◆ **Data listing**
BEGIN
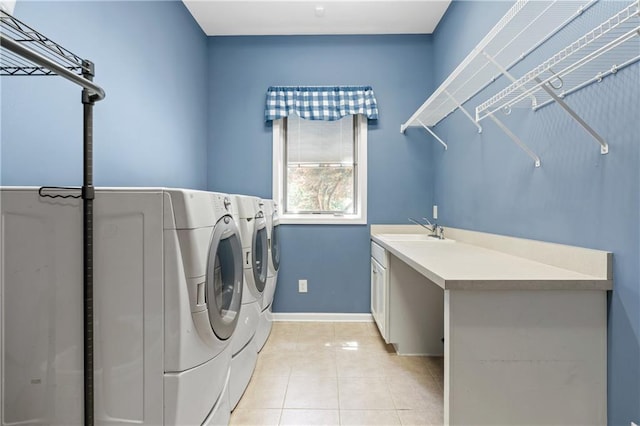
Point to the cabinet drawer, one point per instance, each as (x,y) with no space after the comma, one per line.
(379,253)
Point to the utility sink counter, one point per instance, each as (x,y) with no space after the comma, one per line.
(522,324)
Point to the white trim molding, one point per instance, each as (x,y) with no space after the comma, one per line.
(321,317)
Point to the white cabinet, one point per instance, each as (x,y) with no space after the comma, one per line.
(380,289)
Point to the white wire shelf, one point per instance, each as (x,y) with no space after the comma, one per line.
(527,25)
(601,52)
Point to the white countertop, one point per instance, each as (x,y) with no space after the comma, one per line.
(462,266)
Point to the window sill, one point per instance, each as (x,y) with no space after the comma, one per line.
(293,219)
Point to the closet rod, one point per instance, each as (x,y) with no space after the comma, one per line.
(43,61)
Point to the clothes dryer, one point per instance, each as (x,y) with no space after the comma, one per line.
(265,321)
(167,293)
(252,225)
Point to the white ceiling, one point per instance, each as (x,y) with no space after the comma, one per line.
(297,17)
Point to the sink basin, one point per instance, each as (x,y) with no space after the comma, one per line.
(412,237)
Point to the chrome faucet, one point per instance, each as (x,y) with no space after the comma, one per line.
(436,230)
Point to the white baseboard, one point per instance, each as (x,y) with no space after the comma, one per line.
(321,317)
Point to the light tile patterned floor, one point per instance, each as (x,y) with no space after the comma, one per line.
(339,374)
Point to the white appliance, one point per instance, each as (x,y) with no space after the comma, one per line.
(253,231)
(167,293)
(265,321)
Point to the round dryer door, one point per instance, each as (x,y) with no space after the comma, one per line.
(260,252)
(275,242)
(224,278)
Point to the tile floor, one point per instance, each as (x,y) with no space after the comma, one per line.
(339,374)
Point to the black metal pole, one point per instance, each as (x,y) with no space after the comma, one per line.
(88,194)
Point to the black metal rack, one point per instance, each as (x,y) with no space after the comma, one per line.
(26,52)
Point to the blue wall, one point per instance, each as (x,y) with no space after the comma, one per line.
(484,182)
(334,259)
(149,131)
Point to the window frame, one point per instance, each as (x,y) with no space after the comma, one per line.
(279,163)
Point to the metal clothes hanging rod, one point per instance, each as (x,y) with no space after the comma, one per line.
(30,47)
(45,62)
END
BEGIN
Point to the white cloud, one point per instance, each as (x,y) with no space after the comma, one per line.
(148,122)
END
◆ **Your goal**
How many lines of the material above contain the string "tile"? Reply with the number alone.

◆ **Answer for this exercise**
2